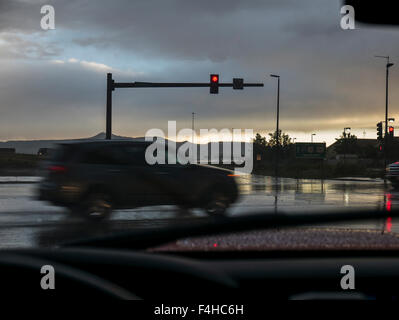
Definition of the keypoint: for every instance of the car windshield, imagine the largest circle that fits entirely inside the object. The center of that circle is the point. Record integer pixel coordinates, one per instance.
(126, 117)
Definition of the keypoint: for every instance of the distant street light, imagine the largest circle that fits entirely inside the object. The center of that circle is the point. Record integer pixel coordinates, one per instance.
(347, 132)
(192, 125)
(277, 122)
(388, 65)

____

▶ _Assignment_:
Quote every entry exactly, with the pictures omitted.

▶ _Your solution_:
Definition of the keypoint: for every instance of the car windshield, imagine the largest circle that fits entirely inside the object. The center of that circle is the point. Record integer pixel coordinates, one per instance.
(126, 117)
Definition of the keypoint: for every instance of the distant street light, imagine the largest circle that fits entirely inside the object. The center of that circle is the point. Record integer pixel coordinates, one per instance.
(347, 132)
(192, 125)
(277, 122)
(388, 65)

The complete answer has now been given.